*GIVEN INSTRUCTION*: Set out the lines below as a numbered list, leaving out any blank lines.

*INFORMATION PROVIDED*:
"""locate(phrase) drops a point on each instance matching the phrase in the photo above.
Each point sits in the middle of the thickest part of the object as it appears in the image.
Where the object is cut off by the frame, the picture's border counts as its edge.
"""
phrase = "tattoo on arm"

*WRITTEN ANSWER*:
1. """locate(phrase) drops a point on each instance matching the phrase in the photo above.
2. Each point sits in the middle of the thickest part of the object as it appears in the image.
3. Where the object is cut off by the frame, the picture's border counts as its edge.
4. """
5. phrase = "tattoo on arm"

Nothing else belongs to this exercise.